### What you will do
You are asked to copy the entire listing exactly, apart from its pictures.

Content starts

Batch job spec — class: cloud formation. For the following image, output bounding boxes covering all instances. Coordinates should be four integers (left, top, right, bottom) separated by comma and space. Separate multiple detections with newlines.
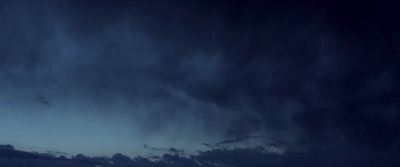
1, 0, 399, 163
1, 144, 399, 167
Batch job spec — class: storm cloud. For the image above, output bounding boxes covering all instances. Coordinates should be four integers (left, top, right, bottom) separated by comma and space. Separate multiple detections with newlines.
1, 0, 400, 165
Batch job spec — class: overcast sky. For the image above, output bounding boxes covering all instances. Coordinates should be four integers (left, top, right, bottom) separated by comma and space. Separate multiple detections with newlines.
1, 0, 400, 165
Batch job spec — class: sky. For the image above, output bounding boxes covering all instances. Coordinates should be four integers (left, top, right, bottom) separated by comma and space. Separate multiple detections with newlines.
1, 0, 400, 166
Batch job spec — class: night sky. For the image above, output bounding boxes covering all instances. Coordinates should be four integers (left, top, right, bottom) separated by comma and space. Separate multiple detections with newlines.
1, 0, 400, 166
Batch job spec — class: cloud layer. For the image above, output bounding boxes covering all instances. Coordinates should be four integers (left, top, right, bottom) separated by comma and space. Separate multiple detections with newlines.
1, 0, 400, 163
1, 144, 399, 167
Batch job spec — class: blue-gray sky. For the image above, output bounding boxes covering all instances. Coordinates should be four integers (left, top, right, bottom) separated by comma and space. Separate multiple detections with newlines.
1, 0, 400, 166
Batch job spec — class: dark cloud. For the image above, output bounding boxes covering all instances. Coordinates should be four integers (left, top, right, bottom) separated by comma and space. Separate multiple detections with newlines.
168, 148, 184, 154
1, 0, 400, 165
144, 144, 185, 155
2, 144, 400, 167
35, 95, 51, 106
202, 135, 266, 149
144, 144, 161, 151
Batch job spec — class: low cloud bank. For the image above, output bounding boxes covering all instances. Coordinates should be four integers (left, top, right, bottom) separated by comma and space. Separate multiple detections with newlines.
1, 144, 399, 167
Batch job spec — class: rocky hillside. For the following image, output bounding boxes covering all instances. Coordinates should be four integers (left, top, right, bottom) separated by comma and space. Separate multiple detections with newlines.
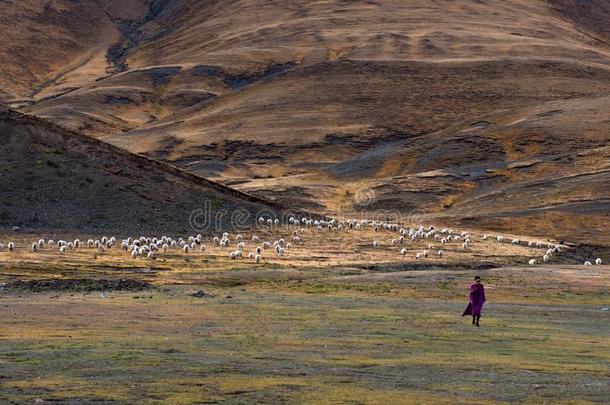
0, 107, 279, 234
1, 0, 608, 243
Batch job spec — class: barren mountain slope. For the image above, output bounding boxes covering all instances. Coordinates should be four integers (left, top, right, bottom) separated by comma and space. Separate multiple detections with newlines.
18, 0, 610, 140
2, 0, 609, 244
0, 107, 279, 234
0, 0, 149, 103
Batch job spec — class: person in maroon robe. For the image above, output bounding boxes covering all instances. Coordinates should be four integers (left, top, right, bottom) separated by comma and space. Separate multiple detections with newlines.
462, 275, 486, 326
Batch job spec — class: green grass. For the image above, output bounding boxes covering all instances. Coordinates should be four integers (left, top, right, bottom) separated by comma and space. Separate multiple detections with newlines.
1, 247, 609, 403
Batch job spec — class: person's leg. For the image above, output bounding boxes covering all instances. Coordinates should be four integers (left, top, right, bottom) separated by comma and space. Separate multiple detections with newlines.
472, 315, 476, 325
476, 316, 480, 326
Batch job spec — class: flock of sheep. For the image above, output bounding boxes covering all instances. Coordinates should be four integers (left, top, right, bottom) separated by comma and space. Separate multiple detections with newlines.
0, 216, 604, 266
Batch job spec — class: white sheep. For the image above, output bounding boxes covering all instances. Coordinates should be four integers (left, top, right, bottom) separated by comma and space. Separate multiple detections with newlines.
373, 241, 379, 247
528, 259, 536, 266
8, 242, 15, 252
255, 254, 262, 263
147, 251, 155, 260
183, 245, 190, 253
543, 254, 549, 263
31, 242, 38, 252
59, 246, 66, 254
595, 258, 602, 265
400, 248, 407, 256
437, 250, 443, 257
584, 261, 593, 266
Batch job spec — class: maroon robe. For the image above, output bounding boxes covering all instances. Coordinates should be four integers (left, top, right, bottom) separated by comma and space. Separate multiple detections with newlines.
462, 283, 485, 317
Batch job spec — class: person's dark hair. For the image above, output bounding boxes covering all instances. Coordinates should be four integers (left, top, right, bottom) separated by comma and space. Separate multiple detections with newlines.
474, 276, 481, 281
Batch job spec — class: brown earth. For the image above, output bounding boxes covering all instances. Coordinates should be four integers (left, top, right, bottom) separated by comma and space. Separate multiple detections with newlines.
0, 0, 608, 244
0, 106, 281, 234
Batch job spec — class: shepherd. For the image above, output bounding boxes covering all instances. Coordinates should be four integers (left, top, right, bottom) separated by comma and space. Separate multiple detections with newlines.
462, 275, 486, 326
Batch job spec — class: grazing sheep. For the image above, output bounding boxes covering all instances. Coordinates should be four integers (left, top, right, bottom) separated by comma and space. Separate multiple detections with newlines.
482, 235, 488, 240
595, 258, 602, 265
528, 259, 536, 266
183, 245, 190, 253
147, 251, 155, 260
496, 236, 504, 243
236, 234, 243, 241
543, 254, 549, 263
59, 246, 66, 254
8, 242, 15, 252
437, 250, 443, 257
255, 254, 262, 263
252, 235, 260, 242
373, 241, 379, 247
584, 261, 593, 266
415, 252, 424, 260
248, 252, 255, 259
400, 248, 407, 256
256, 246, 262, 254
238, 242, 246, 250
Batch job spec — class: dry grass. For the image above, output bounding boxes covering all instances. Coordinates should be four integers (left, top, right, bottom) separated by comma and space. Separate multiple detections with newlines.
1, 235, 609, 403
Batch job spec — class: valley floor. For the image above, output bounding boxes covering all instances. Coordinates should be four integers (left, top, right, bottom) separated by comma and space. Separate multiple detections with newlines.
1, 255, 609, 403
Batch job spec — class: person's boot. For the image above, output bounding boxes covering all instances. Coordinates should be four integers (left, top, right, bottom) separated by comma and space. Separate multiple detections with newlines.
476, 316, 480, 327
472, 316, 476, 325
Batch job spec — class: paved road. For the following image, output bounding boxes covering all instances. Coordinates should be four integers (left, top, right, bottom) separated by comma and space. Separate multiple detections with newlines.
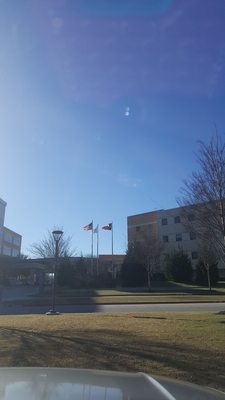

Content ends

### Exercise answer
Batch job spec — class: cloud formation. For the following image, output bounding boxes covering all instances. Coordinates should be four integers (left, top, right, bottom) separated by comma and space. Separate multiple detections with newlines.
1, 0, 399, 163
1, 144, 399, 167
Batch job spec — class: storm cloud. For the image above, output bounding boxes covering all instances. Coordinates should be four integers (left, top, right, bottom) separated by comma and space. Separate multiple detections with newlines.
1, 0, 400, 165
Batch job spec — class: overcast sky. For the image above, output bounding boxes covering all instances. Coordinates should be four integers (left, top, right, bottom) separated by comma and space. Separate multiple detections with newlines.
1, 0, 400, 165
Batch job spec — class: sky. For the image above, output bounding boxes covering all instances. Coordinates should be four integers (left, top, right, bottom) separated by comma and space. Separate multiple detections with newlines.
1, 0, 400, 166
Batch job spec — class: night sky. For the image above, output bounding boxes covering all instances. Coordinates should be four integers (left, top, right, bottom) separated by comma and space. Separate multiple detections with newlines.
1, 0, 400, 166
Batch job spec — class: cloud layer. For the image above, output bounding boxes covering all instances. Coordinates should be four integers (left, top, right, bottom) separated by comma and space. Separate multiple detections with newlines.
1, 0, 400, 163
1, 144, 399, 167
Batch job spec — class: blue-gray sky. For the image above, output bounding boxes covering all instances. Coordinates should be four integers (left, top, right, bottom) separated by comma and space. Separate multiple detections with newlines.
1, 0, 400, 166
Batch job spec — class: dark cloud. For the image above, output bounding boxes covering all instances. Coordinates should be four integers (left, top, right, bottom) separated by comma and space. Separate multiple detections with newlines.
168, 148, 184, 154
1, 0, 400, 165
144, 144, 185, 155
2, 144, 400, 167
35, 95, 51, 106
202, 135, 266, 149
144, 144, 161, 151
Batch job spec — class: low cloud bank. For the image above, output bounding boxes covering all instances. Coordinates should be four integers (left, top, right, bottom) separated by comma and space. Separate multiple detections with newlines.
1, 144, 399, 167
Batch job spec — class: rocky hillside. For the following image, output bounding boxes covering all instances. Coordinates should be four integers (left, top, right, bottom) separated by comma and space. Separate multiple detections with newlines.
0, 107, 279, 234
1, 0, 608, 243
Batch job spec — class: barren mountain slope. For the image above, output bounding boxes covering all instances. Coordinates should be four integers (left, top, right, bottom) separated by comma and space. Separate multiple detections with newlines.
18, 0, 610, 140
2, 0, 609, 244
0, 107, 279, 234
0, 0, 149, 103
Batch job spec — class: person in maroon robe. For the image above, output bounding boxes covering all instances. Coordinates should be four integers (left, top, right, bottom) separated by comma and space. Separate multiple detections with newlines.
462, 275, 486, 326
Batch job spec — class: green grass. For the image above, output bounding boxes covering all instances. Coordinates should be four integers (left, top, right, bottom) separated by comma and space. Separate multiple detections with newlines.
1, 247, 609, 403
Batch job spec — class: person's leg. For the image above, output bounding boxes covering all instances. Coordinates should be four integers (left, top, right, bottom) separated by comma and space. Separate multiple detections with newlines.
472, 315, 476, 325
476, 316, 480, 326
Batch job spec — class: flock of sheep. For the image above, output bounding boxes covering all instances. Coordinates should be four integers (left, top, right, bottom) separated by comma and space. Separate multiple detections with newlines.
0, 216, 604, 266
Batch job spec — class: white sheep. For the image above, output bounding boxes covering all instances. Coordinates should be four integers (left, top, right, bottom) separated by comma and space. Separate multiple detections with newlines.
373, 241, 379, 247
528, 259, 536, 266
8, 242, 15, 252
255, 254, 262, 263
147, 251, 155, 260
183, 245, 190, 253
543, 254, 549, 263
31, 242, 38, 252
59, 246, 66, 254
595, 258, 602, 265
400, 248, 407, 256
437, 250, 443, 257
584, 261, 593, 266
Batch job spec — class: maroon robe. For the image above, output bounding boxes covering all instances. Coordinates should be four integers (left, top, right, bottom) separated by comma and space. Separate multiple detections with newlines.
462, 283, 485, 317
Batch job spec — class: person's dark hair. For the image above, output bounding boxes covering all instances. Coordinates should be four integers (left, top, right, bottom) separated by comma and space. Separate multiple detections with newlines.
474, 276, 481, 281
Batch job spec — class: brown earth. For the image above, output bounding boxes covering all instances. Coordinates should be four integers (left, top, right, bottom) separated by comma and space. Separate multiple detections with newlines.
0, 0, 608, 244
0, 106, 281, 234
Batch job spec — class: shepherd. For the image above, output bounding boxes covering all instances. Coordinates should be four integers (left, top, right, bottom) separated by comma and space. Separate multiple detections with newlines.
462, 275, 486, 326
Batch job spec — class: grazing sheep. For the image above, output bounding boxes covering all instances. Coordinates should be four integers (left, top, right, bottom) separated by comma and space. Separate multiple detections with newlines.
482, 235, 488, 240
595, 258, 602, 265
528, 259, 536, 266
183, 245, 190, 253
147, 251, 155, 260
496, 236, 504, 243
236, 234, 243, 241
543, 254, 549, 263
59, 246, 66, 254
8, 242, 15, 252
437, 250, 443, 257
255, 254, 262, 263
252, 235, 260, 242
373, 241, 379, 247
584, 261, 593, 266
415, 252, 424, 260
248, 252, 255, 259
400, 248, 407, 256
256, 246, 262, 254
238, 242, 246, 250
Batch job spec — class: dry grass. For the image above, output bounding boxes covering all instances. Coordinates should be four integers (left, top, right, bottom) separated by comma and space. Separate multiple detections with newlines.
1, 235, 609, 403
Batch job spec — class: valley floor. For the image above, output bounding boxes covering all instances. Coordinates should be four integers (left, top, right, bottom) separated by comma and space. Separate multiple detections with newlines.
1, 255, 609, 403
Batch job spec — class: person's boot. For the image above, output bounding boxes covering all instances. Coordinates should be four integers (left, top, right, bottom) separated by comma and space. Separate multiple detections with newlines.
476, 316, 480, 327
472, 316, 476, 325
Batch job spec — class: paved road. For the following image, output bounding boxes covering all instances. Coordinates should be four integers (left, top, right, bottom) separated by comma and space. Separate multiple detections with newlines.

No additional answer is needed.